> Direction
Rewrite the lines below, putting "tight" wherever "snug" appears and leaving everything else untouched.

> Provided records
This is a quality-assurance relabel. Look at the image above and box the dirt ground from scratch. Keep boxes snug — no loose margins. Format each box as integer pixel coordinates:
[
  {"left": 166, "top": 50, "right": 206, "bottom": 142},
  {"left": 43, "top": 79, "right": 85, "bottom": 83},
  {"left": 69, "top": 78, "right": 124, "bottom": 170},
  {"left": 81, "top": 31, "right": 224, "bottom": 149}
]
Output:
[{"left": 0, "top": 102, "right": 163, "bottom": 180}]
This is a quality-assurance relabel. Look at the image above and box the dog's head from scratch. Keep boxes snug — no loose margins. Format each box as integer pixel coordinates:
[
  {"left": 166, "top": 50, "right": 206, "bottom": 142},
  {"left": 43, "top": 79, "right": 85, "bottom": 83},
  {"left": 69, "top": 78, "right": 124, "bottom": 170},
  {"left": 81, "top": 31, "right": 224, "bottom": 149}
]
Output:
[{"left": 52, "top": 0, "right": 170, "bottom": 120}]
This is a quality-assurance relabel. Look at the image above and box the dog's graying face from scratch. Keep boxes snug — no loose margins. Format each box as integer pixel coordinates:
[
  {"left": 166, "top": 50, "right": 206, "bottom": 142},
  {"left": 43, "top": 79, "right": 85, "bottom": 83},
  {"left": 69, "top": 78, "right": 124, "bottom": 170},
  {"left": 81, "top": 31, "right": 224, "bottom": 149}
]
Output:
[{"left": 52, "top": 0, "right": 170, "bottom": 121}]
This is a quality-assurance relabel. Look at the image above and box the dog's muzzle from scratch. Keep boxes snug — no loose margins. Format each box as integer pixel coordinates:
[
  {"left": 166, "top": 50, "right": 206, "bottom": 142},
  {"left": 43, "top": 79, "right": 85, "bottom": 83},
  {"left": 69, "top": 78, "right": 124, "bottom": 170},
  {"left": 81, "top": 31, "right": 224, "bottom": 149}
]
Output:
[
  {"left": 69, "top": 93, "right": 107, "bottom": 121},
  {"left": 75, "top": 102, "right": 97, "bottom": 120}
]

> Full output
This is a quality-assurance relabel. Look at the image above and box the dirt ground from scratch. Keep boxes tight — no loose margins. Format each box as integer pixel coordinates:
[
  {"left": 166, "top": 50, "right": 206, "bottom": 142},
  {"left": 43, "top": 79, "right": 85, "bottom": 83},
  {"left": 69, "top": 78, "right": 124, "bottom": 170},
  {"left": 81, "top": 31, "right": 224, "bottom": 149}
]
Output:
[{"left": 0, "top": 102, "right": 163, "bottom": 180}]
This is a quality-assurance relabel. Look at the image above and box the dog's head from scratch. Keep boxes tight — no loose margins. Format each box as integer pixel coordinates:
[
  {"left": 166, "top": 50, "right": 206, "bottom": 142},
  {"left": 43, "top": 79, "right": 85, "bottom": 83},
  {"left": 69, "top": 78, "right": 124, "bottom": 170},
  {"left": 81, "top": 31, "right": 224, "bottom": 149}
]
Output:
[{"left": 52, "top": 0, "right": 170, "bottom": 120}]
This is a quality-assurance relabel. Look at the image above and box the dog's graying face from scratch. Keep boxes tight — no loose margins. Format each box as integer pixel coordinates:
[
  {"left": 166, "top": 50, "right": 206, "bottom": 142},
  {"left": 43, "top": 79, "right": 85, "bottom": 83},
  {"left": 69, "top": 78, "right": 124, "bottom": 170},
  {"left": 81, "top": 31, "right": 224, "bottom": 149}
]
Output:
[{"left": 52, "top": 0, "right": 170, "bottom": 121}]
This is a quality-assurance relabel. Look at the image above and box the dog's muzzle from scratch. Keep boxes tight — no loose margins. Format each box as integer pixel coordinates:
[
  {"left": 166, "top": 50, "right": 206, "bottom": 142},
  {"left": 43, "top": 79, "right": 85, "bottom": 83},
  {"left": 69, "top": 78, "right": 124, "bottom": 170},
  {"left": 81, "top": 31, "right": 224, "bottom": 149}
]
Output:
[
  {"left": 69, "top": 93, "right": 107, "bottom": 121},
  {"left": 75, "top": 102, "right": 97, "bottom": 120}
]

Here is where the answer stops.